[A portion of a data file]
____
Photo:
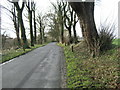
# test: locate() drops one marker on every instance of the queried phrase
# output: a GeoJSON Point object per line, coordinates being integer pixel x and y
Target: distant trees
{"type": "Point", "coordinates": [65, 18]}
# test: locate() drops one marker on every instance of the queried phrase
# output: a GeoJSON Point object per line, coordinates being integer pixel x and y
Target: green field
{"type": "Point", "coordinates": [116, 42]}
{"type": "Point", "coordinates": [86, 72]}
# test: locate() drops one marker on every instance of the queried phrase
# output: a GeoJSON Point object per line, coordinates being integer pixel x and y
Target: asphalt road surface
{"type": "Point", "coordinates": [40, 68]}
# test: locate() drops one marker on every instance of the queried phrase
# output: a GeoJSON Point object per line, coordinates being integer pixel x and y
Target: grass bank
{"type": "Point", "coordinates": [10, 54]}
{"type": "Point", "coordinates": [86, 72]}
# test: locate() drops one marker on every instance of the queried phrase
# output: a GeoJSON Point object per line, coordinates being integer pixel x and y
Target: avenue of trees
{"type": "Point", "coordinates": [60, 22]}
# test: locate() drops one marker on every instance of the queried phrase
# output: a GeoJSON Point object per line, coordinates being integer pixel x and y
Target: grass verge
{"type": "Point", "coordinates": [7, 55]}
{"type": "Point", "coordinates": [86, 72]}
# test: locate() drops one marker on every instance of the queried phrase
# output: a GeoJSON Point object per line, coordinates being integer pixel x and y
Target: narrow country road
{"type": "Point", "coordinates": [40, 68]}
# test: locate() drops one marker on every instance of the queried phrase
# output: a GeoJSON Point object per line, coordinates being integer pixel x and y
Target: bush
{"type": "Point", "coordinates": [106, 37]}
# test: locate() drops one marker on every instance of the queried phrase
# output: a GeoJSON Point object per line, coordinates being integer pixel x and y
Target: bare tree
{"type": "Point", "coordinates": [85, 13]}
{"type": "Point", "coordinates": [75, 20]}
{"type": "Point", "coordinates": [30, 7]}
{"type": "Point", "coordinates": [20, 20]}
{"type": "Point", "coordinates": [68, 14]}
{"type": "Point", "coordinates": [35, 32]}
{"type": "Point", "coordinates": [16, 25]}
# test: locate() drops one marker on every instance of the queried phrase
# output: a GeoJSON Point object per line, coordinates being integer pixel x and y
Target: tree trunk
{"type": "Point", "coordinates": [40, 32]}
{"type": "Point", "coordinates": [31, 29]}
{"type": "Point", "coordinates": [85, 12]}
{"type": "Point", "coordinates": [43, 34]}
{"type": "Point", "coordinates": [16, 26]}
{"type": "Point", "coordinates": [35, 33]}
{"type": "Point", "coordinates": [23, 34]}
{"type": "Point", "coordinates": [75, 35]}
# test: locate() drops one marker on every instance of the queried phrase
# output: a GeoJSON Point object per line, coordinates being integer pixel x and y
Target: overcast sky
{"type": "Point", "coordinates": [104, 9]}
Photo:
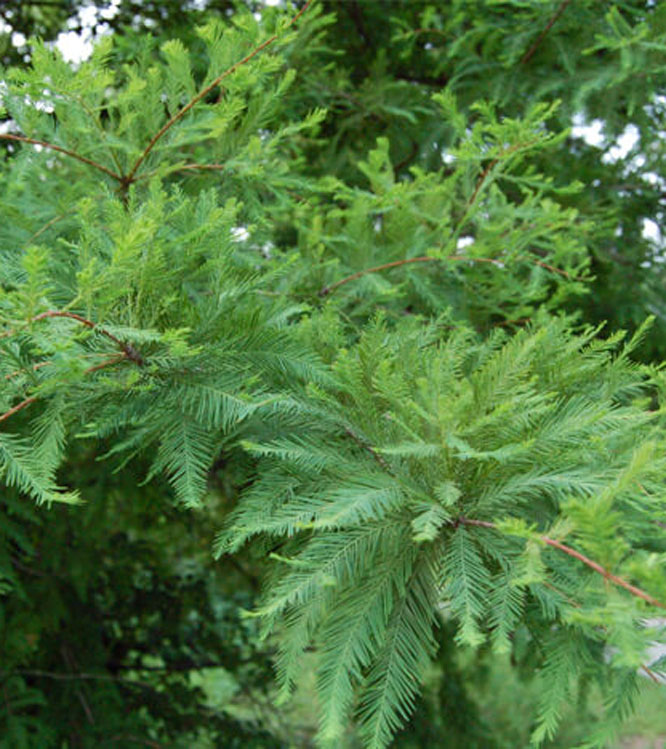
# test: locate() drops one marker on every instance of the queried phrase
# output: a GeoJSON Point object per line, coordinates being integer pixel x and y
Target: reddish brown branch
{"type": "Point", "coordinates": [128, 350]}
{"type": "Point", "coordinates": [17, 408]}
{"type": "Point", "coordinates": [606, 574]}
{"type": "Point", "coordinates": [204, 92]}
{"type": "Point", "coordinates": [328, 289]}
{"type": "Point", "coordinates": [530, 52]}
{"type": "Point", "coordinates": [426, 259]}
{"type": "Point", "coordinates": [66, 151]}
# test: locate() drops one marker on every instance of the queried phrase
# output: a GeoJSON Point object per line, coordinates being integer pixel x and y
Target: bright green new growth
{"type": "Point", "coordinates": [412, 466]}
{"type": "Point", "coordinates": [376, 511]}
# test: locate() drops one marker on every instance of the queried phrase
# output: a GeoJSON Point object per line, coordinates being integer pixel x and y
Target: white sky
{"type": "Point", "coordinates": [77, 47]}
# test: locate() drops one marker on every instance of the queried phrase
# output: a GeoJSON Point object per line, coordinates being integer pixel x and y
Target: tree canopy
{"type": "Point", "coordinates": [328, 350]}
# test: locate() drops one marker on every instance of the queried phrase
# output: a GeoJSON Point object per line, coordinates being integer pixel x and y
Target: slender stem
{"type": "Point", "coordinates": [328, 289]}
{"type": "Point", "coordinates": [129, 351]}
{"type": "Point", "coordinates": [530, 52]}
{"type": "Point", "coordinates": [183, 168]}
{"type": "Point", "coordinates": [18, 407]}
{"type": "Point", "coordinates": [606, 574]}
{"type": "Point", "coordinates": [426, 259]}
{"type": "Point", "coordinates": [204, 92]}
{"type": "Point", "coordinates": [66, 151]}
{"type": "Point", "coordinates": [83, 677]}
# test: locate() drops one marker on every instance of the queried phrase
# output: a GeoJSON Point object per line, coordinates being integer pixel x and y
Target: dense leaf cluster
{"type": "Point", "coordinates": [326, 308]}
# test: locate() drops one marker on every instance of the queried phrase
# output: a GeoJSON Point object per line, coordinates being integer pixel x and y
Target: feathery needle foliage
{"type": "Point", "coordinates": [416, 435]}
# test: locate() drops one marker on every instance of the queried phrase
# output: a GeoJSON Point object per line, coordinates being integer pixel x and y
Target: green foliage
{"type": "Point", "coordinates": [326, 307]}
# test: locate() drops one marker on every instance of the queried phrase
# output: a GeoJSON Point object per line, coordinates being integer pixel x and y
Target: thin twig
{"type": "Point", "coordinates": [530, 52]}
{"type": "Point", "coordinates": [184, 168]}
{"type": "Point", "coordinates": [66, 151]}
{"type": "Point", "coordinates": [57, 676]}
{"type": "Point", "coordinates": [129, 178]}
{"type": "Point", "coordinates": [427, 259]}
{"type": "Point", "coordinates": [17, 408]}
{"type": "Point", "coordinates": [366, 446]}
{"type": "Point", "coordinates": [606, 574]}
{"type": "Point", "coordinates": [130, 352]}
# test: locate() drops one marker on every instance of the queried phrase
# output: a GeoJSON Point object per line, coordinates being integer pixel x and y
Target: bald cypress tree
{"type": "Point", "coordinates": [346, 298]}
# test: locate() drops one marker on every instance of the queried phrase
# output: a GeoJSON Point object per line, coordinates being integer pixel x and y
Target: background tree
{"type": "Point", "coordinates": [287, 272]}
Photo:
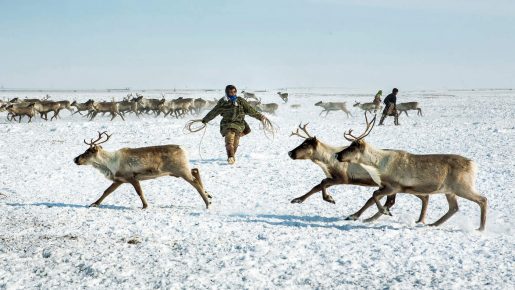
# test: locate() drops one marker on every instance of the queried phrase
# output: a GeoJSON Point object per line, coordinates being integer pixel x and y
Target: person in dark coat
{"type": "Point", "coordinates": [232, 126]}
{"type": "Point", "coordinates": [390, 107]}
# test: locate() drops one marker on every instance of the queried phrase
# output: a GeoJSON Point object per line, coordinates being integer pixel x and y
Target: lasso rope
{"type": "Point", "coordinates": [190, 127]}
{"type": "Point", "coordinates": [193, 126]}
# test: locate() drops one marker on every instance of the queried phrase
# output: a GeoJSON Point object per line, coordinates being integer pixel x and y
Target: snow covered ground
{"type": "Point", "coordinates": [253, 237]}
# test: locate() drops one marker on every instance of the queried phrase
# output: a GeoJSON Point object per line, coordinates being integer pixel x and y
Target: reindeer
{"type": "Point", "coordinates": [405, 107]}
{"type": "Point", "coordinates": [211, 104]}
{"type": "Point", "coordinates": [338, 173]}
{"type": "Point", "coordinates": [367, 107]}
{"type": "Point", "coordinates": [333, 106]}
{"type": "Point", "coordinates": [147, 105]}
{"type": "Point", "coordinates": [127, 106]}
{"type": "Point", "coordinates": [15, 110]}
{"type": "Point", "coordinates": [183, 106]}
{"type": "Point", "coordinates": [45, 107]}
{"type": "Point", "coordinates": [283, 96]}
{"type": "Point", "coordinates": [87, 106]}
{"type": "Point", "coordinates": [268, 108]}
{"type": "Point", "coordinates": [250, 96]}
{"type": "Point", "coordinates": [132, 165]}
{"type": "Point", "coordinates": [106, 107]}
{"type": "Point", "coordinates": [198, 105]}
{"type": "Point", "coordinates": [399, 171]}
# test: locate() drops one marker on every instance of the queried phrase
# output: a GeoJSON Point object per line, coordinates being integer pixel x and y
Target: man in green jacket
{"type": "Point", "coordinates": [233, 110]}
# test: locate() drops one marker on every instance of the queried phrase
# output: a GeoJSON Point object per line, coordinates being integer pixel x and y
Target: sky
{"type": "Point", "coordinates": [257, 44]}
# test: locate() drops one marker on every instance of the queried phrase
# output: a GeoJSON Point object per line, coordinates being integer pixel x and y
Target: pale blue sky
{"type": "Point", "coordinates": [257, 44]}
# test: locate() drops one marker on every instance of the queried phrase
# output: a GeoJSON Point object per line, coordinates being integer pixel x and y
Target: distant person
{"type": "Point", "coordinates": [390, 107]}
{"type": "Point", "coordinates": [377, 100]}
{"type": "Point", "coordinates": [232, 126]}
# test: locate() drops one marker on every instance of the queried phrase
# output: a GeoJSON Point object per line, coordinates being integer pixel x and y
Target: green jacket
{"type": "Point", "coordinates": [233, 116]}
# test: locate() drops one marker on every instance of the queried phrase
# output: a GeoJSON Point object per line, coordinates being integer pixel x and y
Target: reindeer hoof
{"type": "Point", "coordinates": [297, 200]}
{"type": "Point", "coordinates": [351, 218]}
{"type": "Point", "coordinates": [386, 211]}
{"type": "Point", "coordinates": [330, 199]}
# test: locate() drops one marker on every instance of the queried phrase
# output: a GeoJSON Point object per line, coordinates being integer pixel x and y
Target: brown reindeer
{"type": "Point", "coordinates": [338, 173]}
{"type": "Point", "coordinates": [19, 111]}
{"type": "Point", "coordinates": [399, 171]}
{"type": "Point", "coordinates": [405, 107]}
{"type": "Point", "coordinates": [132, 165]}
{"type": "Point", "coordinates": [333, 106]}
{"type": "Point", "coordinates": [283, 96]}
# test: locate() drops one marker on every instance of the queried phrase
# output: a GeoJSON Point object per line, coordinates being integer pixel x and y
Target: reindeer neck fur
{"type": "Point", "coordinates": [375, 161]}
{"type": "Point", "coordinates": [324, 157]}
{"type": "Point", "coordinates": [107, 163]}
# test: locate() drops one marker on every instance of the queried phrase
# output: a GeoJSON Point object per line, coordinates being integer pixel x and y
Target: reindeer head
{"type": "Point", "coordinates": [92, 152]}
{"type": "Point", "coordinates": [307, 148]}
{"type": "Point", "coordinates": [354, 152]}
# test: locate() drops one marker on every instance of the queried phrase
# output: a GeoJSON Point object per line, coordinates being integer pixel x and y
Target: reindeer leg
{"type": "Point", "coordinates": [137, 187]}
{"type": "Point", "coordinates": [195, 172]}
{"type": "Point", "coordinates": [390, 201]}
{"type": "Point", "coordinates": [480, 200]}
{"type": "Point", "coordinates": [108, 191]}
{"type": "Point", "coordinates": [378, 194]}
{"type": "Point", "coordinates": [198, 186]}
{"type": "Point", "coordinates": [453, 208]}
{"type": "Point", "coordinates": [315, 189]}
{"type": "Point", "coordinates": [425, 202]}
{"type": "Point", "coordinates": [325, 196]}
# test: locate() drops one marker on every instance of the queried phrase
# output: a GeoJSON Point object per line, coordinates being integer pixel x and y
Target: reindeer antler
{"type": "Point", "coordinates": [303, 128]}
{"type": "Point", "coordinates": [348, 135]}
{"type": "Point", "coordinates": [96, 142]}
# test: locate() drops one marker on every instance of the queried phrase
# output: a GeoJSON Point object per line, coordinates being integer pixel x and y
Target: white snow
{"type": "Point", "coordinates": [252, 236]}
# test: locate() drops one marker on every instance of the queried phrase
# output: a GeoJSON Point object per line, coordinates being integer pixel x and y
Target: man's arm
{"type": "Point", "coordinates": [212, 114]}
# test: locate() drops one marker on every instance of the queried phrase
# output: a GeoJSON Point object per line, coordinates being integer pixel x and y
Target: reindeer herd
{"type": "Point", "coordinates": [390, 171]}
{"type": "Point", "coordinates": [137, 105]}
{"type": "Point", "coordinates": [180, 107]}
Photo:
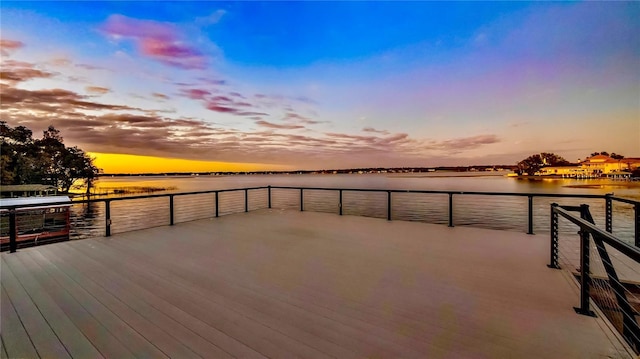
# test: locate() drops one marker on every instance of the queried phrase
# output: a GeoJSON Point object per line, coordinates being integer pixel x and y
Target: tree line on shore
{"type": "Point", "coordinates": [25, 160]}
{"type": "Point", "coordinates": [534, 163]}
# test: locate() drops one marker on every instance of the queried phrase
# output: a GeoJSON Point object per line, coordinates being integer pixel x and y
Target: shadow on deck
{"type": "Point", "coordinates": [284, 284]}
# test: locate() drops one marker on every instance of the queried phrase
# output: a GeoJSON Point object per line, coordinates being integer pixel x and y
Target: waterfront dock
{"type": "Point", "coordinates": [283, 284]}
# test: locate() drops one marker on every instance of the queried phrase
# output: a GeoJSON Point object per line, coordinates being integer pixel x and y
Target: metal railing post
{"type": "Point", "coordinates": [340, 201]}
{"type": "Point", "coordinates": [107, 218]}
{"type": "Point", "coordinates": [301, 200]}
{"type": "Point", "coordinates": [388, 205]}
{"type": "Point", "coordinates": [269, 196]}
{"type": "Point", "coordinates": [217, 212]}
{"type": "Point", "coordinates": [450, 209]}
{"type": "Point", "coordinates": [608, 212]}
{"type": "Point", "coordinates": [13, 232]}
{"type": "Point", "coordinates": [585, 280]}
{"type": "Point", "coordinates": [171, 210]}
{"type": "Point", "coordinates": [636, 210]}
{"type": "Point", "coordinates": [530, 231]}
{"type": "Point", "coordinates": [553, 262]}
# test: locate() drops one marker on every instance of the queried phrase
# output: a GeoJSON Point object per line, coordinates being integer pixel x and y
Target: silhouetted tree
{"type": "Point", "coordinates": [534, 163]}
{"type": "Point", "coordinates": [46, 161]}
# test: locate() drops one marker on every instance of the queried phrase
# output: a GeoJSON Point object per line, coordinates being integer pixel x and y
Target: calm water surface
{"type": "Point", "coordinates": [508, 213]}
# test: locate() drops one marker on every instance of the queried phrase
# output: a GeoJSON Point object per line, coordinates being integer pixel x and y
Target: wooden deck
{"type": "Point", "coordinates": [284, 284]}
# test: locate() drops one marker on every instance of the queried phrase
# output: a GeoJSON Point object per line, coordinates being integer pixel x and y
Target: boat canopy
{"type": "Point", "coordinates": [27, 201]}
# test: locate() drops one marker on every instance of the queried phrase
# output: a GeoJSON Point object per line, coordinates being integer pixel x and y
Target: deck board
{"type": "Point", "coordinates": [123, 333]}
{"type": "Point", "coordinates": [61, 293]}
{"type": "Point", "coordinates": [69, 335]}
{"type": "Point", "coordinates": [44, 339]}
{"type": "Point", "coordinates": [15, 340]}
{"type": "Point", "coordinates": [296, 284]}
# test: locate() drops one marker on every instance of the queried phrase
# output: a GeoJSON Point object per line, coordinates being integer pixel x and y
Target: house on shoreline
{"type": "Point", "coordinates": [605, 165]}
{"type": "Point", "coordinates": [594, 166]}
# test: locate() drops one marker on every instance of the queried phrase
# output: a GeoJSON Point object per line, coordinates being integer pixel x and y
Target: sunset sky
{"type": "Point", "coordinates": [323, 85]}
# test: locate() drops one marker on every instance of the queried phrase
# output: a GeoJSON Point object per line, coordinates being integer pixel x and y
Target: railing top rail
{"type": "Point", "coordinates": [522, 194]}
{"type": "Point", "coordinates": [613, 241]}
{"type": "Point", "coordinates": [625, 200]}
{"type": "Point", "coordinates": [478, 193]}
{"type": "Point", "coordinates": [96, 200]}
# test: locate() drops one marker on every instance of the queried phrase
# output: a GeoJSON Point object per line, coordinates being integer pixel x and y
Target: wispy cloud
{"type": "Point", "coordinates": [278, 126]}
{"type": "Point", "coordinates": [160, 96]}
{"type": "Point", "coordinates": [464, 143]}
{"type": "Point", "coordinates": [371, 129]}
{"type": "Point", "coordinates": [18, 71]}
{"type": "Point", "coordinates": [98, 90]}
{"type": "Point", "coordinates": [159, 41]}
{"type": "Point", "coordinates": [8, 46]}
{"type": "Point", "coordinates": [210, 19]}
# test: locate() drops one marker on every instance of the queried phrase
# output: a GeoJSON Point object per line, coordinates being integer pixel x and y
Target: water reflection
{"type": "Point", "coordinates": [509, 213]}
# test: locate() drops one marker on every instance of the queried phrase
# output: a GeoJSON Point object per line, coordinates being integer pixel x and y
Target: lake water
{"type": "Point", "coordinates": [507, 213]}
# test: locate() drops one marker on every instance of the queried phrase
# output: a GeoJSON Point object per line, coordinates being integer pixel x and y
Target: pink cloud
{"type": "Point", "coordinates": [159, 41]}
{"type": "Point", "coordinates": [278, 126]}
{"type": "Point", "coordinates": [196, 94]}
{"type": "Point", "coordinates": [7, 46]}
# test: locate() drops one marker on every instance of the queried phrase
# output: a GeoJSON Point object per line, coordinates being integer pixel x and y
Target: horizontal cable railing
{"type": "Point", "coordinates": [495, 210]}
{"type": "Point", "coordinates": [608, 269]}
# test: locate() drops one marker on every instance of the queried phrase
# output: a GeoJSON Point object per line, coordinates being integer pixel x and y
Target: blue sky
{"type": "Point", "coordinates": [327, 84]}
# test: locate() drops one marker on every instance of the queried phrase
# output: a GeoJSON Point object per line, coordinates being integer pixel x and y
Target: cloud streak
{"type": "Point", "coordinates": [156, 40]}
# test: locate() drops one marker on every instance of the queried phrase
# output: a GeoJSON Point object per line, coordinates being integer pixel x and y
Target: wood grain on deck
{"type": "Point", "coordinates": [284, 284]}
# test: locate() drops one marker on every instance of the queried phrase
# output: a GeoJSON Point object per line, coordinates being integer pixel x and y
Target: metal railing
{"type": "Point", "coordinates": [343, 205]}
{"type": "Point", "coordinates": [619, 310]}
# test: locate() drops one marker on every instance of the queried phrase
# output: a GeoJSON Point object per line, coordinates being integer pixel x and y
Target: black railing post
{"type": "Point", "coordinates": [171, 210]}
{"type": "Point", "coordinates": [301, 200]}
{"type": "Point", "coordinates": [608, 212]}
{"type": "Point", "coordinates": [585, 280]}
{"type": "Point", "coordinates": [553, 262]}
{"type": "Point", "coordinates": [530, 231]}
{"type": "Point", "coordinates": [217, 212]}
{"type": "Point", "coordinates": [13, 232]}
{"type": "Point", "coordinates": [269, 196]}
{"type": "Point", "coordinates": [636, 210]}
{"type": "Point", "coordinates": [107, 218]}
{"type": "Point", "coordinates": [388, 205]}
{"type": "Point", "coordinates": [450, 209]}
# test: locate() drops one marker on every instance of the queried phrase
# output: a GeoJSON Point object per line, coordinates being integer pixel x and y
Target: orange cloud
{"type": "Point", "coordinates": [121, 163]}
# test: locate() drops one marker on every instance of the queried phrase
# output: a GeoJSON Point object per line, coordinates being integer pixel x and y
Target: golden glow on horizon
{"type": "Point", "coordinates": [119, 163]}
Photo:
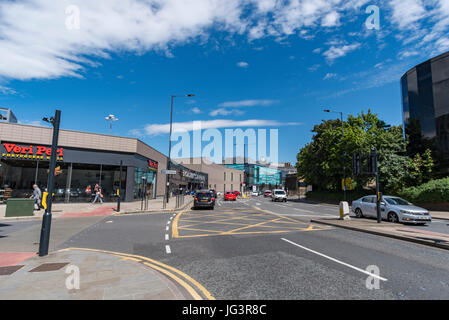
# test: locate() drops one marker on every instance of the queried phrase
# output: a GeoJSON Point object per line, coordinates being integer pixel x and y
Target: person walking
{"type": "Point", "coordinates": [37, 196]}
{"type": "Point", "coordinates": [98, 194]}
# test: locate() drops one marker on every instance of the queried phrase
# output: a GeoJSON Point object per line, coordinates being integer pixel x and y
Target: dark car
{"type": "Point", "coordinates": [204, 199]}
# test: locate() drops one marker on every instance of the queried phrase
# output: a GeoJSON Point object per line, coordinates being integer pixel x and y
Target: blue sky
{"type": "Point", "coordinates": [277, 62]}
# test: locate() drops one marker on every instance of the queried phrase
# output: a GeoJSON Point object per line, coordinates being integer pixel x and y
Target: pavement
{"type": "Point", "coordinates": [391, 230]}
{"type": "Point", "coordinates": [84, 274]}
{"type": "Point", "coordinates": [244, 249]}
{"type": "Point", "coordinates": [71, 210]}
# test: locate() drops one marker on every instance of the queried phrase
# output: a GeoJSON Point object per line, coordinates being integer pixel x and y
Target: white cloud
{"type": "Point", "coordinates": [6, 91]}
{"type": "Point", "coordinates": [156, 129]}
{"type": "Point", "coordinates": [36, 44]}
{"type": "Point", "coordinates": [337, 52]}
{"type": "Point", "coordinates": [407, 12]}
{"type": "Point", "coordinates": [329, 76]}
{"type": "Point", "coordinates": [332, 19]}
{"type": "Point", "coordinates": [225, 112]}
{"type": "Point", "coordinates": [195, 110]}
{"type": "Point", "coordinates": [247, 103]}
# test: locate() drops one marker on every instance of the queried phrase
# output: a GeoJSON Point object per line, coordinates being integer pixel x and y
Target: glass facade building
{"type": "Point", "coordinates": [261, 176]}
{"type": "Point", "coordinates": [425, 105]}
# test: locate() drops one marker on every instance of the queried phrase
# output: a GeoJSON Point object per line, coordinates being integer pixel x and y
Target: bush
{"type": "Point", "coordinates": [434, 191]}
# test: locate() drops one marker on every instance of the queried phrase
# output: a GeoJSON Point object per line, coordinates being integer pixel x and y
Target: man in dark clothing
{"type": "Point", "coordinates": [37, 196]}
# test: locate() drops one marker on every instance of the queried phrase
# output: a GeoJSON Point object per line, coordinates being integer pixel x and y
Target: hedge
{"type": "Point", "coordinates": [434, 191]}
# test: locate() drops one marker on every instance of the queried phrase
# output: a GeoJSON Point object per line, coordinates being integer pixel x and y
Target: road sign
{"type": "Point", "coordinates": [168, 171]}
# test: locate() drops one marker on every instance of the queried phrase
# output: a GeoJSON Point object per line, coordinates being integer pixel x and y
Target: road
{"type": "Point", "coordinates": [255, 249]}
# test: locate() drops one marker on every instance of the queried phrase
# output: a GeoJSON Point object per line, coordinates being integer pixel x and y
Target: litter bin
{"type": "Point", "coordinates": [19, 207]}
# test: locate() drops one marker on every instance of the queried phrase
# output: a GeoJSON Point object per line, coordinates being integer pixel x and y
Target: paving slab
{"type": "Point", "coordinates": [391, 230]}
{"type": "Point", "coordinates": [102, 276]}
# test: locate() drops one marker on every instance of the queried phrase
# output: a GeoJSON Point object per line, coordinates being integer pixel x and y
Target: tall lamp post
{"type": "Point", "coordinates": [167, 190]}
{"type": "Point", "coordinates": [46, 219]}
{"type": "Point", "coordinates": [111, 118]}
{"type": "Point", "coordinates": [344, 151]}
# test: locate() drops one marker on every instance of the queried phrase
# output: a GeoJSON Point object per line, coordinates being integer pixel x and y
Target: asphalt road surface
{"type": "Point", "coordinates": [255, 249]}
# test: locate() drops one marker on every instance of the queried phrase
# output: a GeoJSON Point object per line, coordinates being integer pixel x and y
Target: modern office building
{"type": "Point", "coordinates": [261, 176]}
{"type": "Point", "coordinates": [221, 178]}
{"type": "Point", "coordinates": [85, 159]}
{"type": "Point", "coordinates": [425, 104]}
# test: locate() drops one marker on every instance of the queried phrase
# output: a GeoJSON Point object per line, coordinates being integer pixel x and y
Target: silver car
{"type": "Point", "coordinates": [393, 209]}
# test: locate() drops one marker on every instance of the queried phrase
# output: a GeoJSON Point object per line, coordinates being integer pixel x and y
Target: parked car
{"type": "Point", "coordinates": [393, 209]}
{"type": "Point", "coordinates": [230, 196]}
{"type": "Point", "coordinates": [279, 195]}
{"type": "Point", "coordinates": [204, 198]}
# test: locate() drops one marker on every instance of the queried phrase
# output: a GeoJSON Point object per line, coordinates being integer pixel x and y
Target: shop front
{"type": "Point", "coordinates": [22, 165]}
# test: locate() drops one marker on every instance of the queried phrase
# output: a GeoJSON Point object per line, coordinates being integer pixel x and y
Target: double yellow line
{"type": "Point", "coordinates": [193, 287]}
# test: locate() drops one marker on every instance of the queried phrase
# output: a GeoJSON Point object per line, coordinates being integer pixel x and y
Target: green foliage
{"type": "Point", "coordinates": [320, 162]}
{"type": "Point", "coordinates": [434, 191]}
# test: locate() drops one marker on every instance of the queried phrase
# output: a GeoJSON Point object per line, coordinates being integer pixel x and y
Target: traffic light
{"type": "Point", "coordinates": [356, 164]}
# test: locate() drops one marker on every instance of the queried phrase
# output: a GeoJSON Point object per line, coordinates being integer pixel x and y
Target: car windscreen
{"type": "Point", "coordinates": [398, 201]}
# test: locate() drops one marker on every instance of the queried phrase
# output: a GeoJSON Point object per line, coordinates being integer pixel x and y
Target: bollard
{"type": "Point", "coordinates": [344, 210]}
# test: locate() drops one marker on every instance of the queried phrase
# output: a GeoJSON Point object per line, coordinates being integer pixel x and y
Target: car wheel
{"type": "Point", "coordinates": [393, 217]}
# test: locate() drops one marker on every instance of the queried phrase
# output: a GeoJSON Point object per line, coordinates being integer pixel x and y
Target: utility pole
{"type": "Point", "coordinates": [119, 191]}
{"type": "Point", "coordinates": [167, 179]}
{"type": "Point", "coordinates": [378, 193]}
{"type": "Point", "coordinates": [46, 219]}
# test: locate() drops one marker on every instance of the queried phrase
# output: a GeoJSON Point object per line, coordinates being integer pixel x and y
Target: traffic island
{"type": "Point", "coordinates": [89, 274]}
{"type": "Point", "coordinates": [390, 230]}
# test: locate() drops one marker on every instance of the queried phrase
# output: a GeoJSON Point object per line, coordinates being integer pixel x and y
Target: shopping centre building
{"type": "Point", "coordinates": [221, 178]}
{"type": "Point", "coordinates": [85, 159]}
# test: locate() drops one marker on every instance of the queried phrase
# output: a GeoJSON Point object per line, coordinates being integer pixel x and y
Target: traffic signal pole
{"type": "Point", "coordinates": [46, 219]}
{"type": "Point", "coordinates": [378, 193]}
____
## Your task
Count how many lines of the data file contain the string "road", matching case exactly, and reply with only that number.

## Worked answer
5